### [Material for this task]
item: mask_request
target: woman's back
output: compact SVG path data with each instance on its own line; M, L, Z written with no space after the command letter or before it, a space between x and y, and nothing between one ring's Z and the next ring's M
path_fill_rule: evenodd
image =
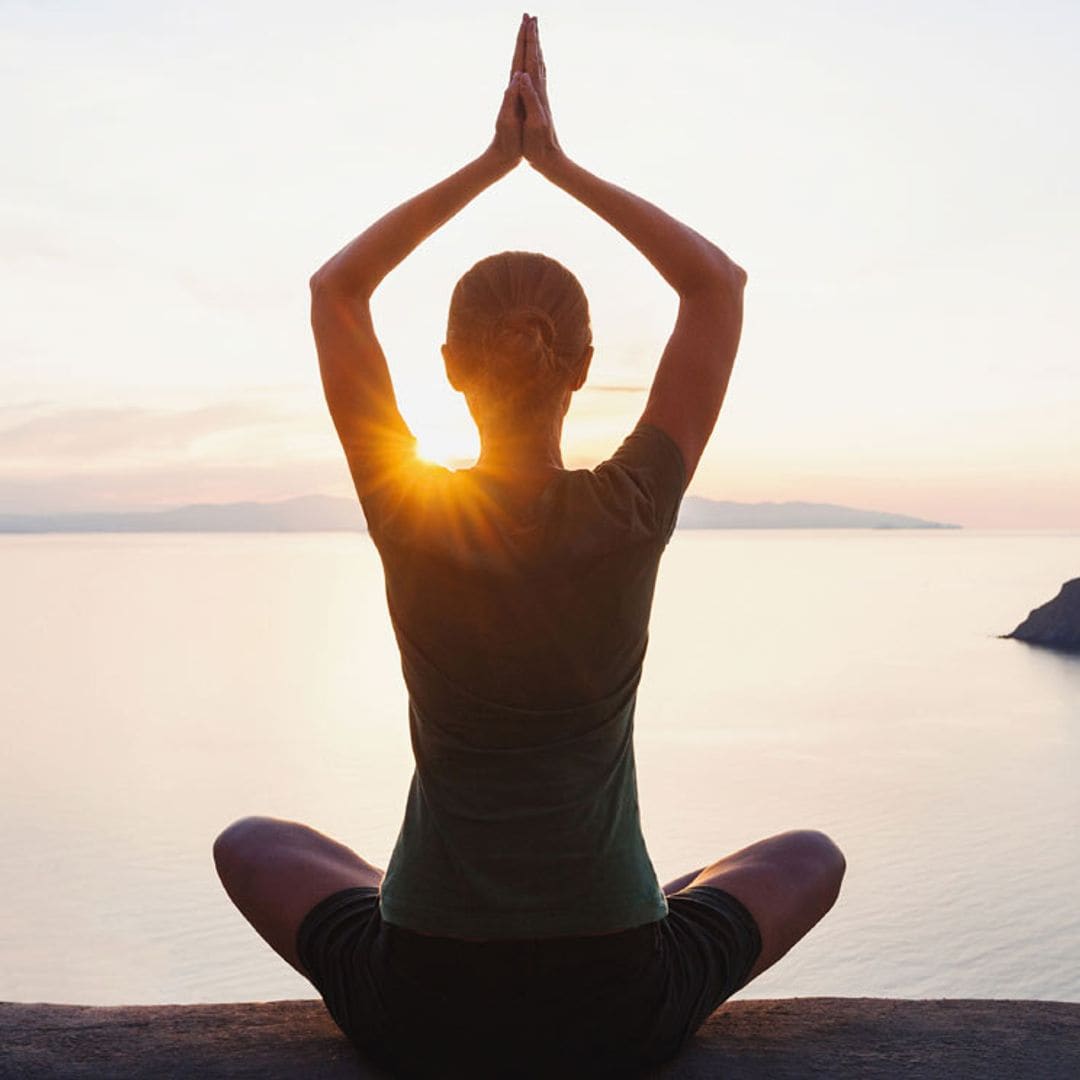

### [Problem requirements]
Each line above is to be copied exactly, and the pictures are to be dropped.

### [Solution to the problem]
item: mask_request
target: woman's back
output: compact SVG path data with each instance on its own line; M, L, Z written with no space after the command letter or before it, a space between x and y, and nothing between one ring's Z and the next ring's M
path_fill_rule: evenodd
image =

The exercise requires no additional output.